EXTRACT TO READ:
I had an interesting experience the other day I'd like to share. It is
a story of my stupidity plus a bug in the latest version of the Mac OS X
'git gui'.
I had spent several evenings working on a piece of source code. It was
basically working, but I hadn't committed anything yet. Yes, I know I
should have made a branch and performed incremental commits, but I
didn't. This is why I was stupid.
Because of a busy week, it was many days before I could get back to what
I was working on. By then, I had forgotten what I was doing, and so I
pulled up the handy 'git gui' to show me my diffs.
'git gui' showed me a single whitespace change in the diff. The scroll
bar extended from top to bottom in the diff window and wouldn't move.
(This is the bug, which is easily reproducible.) I thought, "Gee,
that's weird. I thought I'd made more changes." Not wanting the silly
whitespace change, I chose Commit->Revert Changes from the menu.

MATERIAL:

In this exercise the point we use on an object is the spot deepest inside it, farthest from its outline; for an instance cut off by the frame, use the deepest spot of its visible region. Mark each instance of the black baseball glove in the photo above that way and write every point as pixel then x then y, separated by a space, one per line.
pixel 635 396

TO-DO LIST:
• a. In the account of the 'git gui' mishap, which menu command did the writer choose to get rid of the whitespace change?
• b. Carry the account of the 'git gui' mishap forward from its last sentence.

ANSWERS PROVIDED:
• a. Commit->Revert Changes

• b.
A couple hours later, I was pulling my hair out trying to find the
change that I knew, deep down, I had reverted.
I also knew there was no support for putting a reverted change in the
reflog, but hey, the reflog has saved me before. I looked. It wasn't
there.
So here's the idea: What if Git, upon a revert change (or git reset
--hard HEAD), "committed" the changes to be reverted and then did the
revert with a 'git reset --hard HEAD^'? The reverted files would be
disconnected from a branch, but they would be available in the reflog to
retrieve.
Or do I just not 'get it'?
Thanks!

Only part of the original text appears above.